*Task input*:
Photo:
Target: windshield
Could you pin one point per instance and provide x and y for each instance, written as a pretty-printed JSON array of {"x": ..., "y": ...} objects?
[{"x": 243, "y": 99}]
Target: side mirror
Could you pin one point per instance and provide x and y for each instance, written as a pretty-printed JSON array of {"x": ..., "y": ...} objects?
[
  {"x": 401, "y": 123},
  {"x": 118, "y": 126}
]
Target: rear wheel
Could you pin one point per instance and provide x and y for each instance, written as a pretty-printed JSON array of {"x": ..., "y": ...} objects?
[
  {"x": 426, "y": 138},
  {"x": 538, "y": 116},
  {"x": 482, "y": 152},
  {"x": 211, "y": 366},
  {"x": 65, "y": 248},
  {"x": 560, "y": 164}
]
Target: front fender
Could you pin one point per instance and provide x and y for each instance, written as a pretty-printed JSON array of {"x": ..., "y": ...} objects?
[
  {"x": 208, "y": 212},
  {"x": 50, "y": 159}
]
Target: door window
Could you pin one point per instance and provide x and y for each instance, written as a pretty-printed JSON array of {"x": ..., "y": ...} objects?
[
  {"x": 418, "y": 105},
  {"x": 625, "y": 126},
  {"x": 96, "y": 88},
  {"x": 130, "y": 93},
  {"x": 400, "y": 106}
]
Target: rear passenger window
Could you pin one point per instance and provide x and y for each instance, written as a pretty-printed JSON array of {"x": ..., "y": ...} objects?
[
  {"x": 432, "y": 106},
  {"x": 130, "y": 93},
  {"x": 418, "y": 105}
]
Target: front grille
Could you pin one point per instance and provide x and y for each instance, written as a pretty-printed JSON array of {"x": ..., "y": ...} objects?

*Task prompt*: Report back each line of the entries that holds the string "Target".

*Result of the exercise*:
Target: windshield
Target: side mirror
Target: rear wheel
Target: front fender
Target: door window
Target: rear passenger window
Target: front grille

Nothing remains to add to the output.